═══ PAGE ═══
# Dynovite



## Brokengunz (Sep 3, 2011)

ANYONE USE THIS PRODUCT ? foe itchy,flakey, dull fur


----------



## SpinRetriever (Dec 25, 2012)

Brokengunz said:


> ANYONE USE THIS PRODUCT ? foe itchy,flakey, dull fur


No, but when you add up the cost of these supplements you might as well just get better feed. My experience is try brushing more and if things don't improve, upgrade feeds. If its a puppy, could be just normal change in coat as they mature.


----------



## Paul Frey (Jun 15, 2012)

I was considering giving it a try, but I think I'm going to start with different food. MY BLF seems to have allergies. Right now she is on PPP Sport 30/20. Gooing to look into getting away from corn based and try Lamb/ rice formula.


----------



## Brokengunz (Sep 3, 2011)

I have been feeding costco salmon,sweet potato, i have been using the Dinovite for a week now, starting with small amount as directed. I have already noticed a shinier coat. Also I just put it on their food with some water, (no other flavors)
and they gobble up the food. Since I changed the food the scratching went away. 
So far so good, haven't seen anything bad about the stuff. Breath seems to be better
than before.


----------
═══
**STATED TASK A**
In the Dynovite thread, change "salmon" to "chicken" and write out everything from "I was considering" down to "(no other flavors)".
The records are unrelated to the thread above.
═══ DATA EXCERPTS ═══
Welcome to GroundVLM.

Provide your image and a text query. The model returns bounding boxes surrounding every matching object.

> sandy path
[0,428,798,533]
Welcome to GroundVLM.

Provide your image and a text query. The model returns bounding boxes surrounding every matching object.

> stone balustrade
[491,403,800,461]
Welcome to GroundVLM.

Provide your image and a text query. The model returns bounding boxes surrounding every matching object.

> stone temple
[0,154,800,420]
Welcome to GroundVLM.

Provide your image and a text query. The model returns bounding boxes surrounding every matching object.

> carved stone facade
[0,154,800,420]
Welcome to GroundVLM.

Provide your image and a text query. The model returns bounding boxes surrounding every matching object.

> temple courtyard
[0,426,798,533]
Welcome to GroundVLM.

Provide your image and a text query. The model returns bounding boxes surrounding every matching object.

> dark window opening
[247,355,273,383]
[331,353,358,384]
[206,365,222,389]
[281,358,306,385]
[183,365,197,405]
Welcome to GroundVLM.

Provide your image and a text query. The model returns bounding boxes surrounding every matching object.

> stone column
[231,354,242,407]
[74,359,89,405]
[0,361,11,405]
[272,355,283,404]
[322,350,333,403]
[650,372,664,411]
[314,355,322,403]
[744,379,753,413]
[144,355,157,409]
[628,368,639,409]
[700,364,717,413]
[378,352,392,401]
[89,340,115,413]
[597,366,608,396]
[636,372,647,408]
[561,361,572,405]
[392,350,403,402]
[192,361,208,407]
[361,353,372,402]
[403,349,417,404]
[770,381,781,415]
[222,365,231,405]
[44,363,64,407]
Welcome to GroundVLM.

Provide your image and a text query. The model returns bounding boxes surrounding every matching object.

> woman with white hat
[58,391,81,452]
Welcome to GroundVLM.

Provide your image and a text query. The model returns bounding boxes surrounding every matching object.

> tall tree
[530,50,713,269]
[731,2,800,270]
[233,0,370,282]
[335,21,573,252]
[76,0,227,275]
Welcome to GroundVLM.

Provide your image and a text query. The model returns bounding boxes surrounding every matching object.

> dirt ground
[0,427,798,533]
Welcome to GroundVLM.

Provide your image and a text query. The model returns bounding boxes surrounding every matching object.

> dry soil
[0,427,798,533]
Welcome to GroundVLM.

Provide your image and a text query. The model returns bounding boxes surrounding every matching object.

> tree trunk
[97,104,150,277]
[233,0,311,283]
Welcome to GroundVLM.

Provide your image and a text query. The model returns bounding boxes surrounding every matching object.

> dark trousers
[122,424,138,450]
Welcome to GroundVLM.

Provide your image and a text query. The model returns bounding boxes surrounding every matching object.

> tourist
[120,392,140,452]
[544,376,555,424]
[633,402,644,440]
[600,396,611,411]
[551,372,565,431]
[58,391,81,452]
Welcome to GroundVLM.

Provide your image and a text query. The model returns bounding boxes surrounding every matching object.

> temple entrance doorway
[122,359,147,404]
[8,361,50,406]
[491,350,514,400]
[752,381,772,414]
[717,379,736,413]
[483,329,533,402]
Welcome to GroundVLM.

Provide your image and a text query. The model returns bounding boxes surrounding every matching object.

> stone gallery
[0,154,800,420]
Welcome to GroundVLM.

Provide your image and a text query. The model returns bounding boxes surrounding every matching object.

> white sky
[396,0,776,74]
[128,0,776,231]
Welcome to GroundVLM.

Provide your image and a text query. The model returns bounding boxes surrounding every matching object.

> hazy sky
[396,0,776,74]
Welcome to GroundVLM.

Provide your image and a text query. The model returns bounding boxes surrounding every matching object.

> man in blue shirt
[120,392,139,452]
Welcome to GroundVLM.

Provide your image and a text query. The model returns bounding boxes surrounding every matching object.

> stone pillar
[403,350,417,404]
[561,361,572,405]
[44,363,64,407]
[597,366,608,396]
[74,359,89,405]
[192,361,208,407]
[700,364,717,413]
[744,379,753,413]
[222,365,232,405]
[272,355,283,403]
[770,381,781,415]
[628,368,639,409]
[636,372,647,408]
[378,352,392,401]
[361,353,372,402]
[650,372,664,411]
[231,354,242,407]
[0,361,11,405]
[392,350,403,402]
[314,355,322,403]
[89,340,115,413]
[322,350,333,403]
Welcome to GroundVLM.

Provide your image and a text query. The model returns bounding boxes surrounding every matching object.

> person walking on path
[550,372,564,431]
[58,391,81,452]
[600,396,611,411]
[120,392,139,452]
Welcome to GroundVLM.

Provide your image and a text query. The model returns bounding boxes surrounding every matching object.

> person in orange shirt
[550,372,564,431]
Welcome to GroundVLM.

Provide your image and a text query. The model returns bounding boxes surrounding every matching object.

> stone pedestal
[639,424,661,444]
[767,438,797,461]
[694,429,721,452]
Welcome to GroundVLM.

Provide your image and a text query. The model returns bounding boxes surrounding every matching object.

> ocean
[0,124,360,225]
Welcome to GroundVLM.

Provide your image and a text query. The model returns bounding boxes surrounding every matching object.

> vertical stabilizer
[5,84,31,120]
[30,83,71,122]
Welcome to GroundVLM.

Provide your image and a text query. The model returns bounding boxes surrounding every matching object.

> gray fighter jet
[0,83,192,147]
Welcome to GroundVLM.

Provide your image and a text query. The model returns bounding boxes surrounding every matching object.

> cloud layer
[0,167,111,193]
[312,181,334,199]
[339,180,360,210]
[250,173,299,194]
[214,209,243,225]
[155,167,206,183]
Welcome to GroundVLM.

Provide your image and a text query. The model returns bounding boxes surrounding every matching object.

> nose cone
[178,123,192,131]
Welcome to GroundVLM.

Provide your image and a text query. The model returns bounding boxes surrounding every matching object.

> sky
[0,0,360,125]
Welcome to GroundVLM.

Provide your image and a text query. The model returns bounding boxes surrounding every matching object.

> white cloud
═══
**STATED TASK B**
How many lines of the records contain the word "white"? Reply with the number alone.

**OUTPUT A**
I was considering giving it a try, but I think I'm going to start with different food. MY BLF seems to have allergies. Right now she is on PPP Sport 30/20. Gooing to look into getting away from corn based and try Lamb/ rice formula.


----------



## Brokengunz (Sep 3, 2011)

I have been feeding costco chicken,sweet potato, i have been using the Dinovite for a week now, starting with small amount as directed. I have already noticed a shinier coat. Also I just put it on their food with some water, (no other flavors)

**OUTPUT B**
3